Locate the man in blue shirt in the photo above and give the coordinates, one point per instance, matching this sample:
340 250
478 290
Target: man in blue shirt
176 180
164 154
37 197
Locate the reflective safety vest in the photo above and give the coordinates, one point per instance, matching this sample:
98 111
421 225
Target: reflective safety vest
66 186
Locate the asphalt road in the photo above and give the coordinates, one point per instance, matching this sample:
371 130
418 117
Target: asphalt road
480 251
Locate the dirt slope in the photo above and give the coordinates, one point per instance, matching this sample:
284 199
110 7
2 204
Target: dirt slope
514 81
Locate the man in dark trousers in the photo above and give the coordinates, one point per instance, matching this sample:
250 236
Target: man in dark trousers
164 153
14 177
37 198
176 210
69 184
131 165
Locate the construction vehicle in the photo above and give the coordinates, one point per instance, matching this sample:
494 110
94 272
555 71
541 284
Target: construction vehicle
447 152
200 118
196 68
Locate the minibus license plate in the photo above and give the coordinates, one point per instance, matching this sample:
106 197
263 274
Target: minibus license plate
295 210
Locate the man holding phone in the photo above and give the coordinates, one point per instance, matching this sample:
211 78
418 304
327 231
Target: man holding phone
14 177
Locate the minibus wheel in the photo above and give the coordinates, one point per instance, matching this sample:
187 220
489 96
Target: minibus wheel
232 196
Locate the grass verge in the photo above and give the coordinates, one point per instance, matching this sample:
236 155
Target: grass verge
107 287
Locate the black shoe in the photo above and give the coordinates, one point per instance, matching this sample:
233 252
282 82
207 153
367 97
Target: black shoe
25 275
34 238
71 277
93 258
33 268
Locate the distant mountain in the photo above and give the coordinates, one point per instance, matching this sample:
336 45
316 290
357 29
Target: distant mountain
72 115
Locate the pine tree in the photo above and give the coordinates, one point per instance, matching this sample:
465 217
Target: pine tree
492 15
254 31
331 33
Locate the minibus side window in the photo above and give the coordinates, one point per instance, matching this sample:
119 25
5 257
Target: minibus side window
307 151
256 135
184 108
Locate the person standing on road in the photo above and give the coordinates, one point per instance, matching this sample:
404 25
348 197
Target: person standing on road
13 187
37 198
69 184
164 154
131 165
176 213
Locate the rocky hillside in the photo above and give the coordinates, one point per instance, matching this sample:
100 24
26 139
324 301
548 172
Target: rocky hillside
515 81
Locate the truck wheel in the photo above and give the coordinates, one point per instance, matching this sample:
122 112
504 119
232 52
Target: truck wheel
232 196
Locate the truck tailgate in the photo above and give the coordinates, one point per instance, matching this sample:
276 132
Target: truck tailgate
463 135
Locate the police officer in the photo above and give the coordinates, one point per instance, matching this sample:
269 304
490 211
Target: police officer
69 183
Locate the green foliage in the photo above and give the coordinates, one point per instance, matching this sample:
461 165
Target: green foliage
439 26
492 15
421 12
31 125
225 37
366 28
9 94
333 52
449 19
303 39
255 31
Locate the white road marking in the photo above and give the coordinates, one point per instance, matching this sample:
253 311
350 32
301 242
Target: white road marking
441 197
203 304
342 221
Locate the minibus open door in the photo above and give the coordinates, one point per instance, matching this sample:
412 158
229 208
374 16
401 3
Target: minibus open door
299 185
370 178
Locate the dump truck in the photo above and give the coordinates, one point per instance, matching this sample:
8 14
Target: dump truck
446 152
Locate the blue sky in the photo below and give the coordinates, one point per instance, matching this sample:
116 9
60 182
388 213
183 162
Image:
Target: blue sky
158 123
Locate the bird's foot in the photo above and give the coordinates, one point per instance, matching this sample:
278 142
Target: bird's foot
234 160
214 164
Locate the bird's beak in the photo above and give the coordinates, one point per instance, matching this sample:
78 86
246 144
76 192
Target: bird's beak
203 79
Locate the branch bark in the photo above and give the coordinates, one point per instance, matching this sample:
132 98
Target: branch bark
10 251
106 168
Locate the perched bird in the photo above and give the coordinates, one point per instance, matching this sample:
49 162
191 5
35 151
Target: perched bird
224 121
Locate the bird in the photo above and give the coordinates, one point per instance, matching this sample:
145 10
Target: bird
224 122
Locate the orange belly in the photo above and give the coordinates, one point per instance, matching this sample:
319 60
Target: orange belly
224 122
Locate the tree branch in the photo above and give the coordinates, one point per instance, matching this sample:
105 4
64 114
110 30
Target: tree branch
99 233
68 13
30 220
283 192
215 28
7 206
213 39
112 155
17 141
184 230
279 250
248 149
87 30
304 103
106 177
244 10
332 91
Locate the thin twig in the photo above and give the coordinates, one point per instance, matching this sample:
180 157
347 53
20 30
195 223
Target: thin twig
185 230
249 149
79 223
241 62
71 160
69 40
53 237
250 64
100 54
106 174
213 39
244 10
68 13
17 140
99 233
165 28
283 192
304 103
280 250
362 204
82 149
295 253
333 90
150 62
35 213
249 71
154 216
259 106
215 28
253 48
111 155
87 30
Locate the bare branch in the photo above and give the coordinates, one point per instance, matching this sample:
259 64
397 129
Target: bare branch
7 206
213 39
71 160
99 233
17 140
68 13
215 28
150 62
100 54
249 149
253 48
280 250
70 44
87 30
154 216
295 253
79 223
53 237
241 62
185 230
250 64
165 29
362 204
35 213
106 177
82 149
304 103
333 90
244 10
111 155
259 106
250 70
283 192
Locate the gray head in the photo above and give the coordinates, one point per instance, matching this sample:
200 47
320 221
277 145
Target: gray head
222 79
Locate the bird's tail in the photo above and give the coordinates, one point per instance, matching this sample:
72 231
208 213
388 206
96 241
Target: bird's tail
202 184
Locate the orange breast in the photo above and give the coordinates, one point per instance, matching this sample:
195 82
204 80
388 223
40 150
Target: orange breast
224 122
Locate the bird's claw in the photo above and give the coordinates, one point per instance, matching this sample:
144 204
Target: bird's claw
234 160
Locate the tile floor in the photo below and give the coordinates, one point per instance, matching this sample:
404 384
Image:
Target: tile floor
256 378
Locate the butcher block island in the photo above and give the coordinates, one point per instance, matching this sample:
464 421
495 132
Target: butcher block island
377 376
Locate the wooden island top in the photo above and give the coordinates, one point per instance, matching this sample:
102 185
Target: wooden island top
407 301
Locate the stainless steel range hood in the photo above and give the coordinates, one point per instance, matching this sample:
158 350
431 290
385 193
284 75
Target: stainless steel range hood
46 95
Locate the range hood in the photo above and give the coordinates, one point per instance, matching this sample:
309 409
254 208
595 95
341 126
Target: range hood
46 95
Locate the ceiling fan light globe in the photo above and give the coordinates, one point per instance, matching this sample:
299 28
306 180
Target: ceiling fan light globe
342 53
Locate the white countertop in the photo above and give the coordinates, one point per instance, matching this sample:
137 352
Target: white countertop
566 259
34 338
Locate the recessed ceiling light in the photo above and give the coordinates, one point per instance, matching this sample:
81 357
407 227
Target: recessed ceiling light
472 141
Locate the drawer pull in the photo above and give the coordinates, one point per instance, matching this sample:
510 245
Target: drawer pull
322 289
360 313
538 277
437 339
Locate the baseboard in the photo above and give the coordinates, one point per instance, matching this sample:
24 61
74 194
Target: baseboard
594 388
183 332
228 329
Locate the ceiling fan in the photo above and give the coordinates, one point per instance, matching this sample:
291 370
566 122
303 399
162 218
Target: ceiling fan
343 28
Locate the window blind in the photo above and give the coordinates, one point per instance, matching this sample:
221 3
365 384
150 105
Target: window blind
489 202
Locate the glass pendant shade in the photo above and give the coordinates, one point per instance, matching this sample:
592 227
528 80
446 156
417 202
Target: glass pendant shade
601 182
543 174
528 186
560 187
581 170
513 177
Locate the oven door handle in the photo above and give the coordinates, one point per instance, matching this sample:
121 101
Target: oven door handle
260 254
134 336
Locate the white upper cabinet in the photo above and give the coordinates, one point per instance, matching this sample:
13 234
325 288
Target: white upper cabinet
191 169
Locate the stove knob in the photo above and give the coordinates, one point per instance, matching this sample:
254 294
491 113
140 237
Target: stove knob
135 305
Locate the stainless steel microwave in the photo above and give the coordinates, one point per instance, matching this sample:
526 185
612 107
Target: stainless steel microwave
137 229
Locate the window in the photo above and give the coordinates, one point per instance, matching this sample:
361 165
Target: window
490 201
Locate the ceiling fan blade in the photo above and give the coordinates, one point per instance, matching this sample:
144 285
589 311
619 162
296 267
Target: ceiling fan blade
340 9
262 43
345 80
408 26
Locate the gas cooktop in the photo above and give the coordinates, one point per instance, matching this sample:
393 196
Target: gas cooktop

**Aim:** Give back exactly the lines from the line containing "Locate the stainless steel microwave" to the end of the entries, and no other lines.

**Reply to the exercise:**
Locate the stainless steel microwave in the photo above and give the coordinates, one point per instance, matching this sample:
526 185
612 107
Target: stainless steel microwave
137 229
Locate the window in the photo above and give the coordinates, one point per instance, matching this sample:
361 165
Target: window
490 201
Locate the ceiling fan blade in the photo above and give the coordinates, one point per instance, matching this sample:
144 285
589 311
619 162
296 267
Target: ceiling fan blade
340 9
262 43
345 80
408 26
Locate the gas cooktop in the photo above and give the coordinates, one point per instance, matching this sample:
393 196
Target: gas cooktop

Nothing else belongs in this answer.